STATED PROBLEM: Locate every line in the records that contains the word "white" and copy each of those lines. Case counts.

DATASET ROWS:
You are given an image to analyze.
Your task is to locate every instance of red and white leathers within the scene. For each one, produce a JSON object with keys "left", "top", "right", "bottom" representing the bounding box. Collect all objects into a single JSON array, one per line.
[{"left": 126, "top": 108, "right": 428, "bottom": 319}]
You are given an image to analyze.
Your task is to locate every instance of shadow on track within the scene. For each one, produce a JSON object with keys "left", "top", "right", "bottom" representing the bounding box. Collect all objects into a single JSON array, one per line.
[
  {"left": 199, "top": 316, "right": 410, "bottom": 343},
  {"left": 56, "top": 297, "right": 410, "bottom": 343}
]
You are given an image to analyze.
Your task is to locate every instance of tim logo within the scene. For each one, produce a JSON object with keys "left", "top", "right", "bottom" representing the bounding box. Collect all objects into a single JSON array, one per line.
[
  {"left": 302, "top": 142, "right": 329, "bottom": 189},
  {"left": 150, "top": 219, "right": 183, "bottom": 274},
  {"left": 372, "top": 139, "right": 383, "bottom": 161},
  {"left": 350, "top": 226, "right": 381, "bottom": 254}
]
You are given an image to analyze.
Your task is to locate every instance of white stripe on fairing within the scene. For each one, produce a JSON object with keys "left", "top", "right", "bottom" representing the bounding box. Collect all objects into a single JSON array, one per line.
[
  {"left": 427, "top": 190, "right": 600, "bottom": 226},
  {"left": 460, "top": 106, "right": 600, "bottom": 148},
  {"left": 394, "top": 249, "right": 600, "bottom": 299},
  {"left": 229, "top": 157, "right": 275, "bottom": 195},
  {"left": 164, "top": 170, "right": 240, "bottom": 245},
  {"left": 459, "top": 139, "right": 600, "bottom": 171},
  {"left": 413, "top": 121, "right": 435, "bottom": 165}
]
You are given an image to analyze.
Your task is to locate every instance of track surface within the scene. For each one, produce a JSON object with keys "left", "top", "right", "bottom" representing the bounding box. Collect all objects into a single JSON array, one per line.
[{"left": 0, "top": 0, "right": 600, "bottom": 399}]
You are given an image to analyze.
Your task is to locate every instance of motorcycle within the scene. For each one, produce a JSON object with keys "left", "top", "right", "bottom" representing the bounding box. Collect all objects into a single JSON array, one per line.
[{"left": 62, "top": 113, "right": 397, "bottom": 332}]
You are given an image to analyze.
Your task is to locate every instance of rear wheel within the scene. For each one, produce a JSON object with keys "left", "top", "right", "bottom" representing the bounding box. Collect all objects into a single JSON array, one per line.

ANSWER FOR THE TASK:
Your task is to locate every instance of red and white leathers within the scene. For each one, produce a JSON object with keys "left", "top", "right", "bottom" representing the bounding box. Collect all objects into a single JSON array, one per line.
Your task is to locate every instance of white stripe on fairing within the scene. For each one, produce a JSON object with keys "left", "top", "right", "bottom" representing the bounding box. Collect all objects into a single JSON array, one per line.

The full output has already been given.